Work to be completed:
Copy out all of the data exactly as it appears.

Input for this task:
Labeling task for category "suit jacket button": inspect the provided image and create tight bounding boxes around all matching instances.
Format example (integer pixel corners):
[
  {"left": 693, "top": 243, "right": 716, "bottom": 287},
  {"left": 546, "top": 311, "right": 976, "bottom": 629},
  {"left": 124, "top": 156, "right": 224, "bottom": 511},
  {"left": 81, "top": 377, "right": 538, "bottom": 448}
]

Task result:
Labeling task for category "suit jacket button": inspect the provided image and create tight bounding boxes around all matching instances.
Format example (integer pixel corners):
[
  {"left": 693, "top": 243, "right": 716, "bottom": 287},
  {"left": 546, "top": 311, "right": 976, "bottom": 629},
  {"left": 124, "top": 156, "right": 224, "bottom": 511},
  {"left": 81, "top": 377, "right": 538, "bottom": 448}
]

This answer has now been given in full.